| Work to do |
Take the line that contains "is: pink boutonniere." and each line after it in the material below, and transcribe them exactly, stopping at the end.

* begin Record extracts *

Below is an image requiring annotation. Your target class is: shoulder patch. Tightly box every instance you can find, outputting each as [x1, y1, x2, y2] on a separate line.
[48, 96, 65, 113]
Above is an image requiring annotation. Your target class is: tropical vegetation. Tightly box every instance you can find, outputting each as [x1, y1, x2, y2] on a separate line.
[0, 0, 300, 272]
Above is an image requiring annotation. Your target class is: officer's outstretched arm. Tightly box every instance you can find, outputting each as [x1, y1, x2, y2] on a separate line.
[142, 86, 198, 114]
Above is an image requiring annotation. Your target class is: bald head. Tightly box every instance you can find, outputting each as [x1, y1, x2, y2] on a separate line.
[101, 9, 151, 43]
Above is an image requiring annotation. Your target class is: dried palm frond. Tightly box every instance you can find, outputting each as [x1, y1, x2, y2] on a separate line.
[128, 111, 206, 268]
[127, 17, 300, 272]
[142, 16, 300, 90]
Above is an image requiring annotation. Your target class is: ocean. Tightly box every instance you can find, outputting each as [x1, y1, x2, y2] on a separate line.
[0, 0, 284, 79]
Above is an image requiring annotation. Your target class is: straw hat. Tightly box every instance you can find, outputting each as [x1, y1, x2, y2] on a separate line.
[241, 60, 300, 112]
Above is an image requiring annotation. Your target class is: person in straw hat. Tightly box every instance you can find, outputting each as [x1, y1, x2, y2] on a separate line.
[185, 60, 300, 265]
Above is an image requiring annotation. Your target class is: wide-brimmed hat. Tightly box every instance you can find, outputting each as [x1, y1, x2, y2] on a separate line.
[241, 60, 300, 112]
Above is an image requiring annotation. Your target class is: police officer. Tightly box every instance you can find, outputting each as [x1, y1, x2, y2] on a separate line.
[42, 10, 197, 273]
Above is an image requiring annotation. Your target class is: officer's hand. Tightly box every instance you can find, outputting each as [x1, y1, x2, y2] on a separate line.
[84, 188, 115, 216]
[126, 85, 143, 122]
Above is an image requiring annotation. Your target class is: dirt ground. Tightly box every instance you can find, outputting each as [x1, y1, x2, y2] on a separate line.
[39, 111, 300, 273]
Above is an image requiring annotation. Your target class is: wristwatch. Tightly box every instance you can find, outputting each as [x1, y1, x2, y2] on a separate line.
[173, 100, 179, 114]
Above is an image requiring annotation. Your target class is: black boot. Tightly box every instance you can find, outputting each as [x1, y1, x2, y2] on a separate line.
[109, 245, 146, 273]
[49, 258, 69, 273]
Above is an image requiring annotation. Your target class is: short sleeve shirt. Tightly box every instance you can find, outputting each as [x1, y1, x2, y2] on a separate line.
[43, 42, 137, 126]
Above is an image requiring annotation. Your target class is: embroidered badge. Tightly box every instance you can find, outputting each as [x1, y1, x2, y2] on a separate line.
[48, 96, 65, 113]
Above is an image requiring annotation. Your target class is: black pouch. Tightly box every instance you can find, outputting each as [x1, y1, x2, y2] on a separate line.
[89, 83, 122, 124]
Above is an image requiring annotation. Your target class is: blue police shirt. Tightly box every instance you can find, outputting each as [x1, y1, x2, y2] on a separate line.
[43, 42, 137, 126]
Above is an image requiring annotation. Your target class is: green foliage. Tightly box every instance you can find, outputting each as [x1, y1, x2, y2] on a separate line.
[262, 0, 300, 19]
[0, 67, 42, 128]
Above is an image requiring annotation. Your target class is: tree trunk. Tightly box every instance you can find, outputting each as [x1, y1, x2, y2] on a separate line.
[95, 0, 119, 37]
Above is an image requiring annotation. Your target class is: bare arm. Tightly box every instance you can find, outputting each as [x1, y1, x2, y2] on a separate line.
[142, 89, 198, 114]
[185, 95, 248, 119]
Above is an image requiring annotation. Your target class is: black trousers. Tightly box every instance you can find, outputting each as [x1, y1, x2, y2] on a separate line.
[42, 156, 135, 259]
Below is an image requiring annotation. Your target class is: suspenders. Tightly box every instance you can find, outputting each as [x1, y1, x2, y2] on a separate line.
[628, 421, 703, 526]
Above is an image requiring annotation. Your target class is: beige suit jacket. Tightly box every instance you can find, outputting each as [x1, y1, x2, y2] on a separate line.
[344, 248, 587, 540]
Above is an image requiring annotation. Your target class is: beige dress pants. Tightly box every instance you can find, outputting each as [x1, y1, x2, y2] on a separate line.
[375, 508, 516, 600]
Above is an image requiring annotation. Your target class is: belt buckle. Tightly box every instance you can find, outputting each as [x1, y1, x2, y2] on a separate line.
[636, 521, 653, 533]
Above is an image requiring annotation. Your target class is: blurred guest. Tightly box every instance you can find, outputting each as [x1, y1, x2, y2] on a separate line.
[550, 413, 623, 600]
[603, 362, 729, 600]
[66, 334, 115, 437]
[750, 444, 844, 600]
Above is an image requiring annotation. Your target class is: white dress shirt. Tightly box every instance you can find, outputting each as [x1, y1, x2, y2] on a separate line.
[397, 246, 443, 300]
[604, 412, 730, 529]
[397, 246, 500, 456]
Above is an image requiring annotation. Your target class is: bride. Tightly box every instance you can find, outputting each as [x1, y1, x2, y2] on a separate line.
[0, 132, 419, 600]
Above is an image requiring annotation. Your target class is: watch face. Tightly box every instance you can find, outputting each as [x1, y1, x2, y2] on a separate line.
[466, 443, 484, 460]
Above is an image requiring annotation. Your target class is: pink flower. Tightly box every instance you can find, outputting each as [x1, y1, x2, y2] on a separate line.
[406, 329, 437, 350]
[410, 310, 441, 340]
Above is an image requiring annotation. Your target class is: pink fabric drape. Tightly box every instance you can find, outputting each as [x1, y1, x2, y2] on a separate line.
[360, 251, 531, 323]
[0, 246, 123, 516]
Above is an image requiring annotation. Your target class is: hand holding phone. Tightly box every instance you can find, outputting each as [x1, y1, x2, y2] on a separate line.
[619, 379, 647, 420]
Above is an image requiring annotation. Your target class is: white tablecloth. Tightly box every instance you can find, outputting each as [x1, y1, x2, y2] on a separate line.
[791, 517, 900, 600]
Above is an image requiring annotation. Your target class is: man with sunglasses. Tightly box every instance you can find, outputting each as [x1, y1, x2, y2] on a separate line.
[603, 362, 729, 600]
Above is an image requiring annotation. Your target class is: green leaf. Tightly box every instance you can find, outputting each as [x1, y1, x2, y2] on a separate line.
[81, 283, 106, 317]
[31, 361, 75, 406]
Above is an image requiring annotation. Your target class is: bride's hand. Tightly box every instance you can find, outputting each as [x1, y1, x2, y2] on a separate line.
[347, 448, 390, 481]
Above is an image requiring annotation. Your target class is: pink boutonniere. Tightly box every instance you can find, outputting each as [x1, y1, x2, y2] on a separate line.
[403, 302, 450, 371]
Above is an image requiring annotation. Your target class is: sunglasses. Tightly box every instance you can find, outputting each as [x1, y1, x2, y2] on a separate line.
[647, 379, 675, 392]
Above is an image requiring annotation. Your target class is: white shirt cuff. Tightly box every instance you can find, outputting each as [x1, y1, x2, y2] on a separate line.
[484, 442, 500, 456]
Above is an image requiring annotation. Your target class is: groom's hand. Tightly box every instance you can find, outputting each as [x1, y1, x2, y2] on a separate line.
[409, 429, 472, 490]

* end Record extracts *

| Output for this task |
Above is an image requiring annotation. Your target class is: pink boutonniere. Tightly box every instance you can find, outputting each as [x1, y1, x2, y2] on a separate line.
[403, 302, 450, 371]
Above is an image requiring annotation. Your target class is: sunglasses. Tightly box every instance you can find, outputting each as [x1, y1, x2, y2] on a separate line.
[647, 379, 675, 392]
Above is an image requiring annotation. Your target class is: white shirt cuff. Tightly box every instance you can find, outputting each as [x1, y1, x2, y2] on a separate line.
[484, 442, 500, 456]
Above is an image requiring annotation. Your target class is: groom's hand. Tightly box every instance you can find, outputting each as [x1, y1, x2, y2] on a separate line.
[409, 429, 472, 490]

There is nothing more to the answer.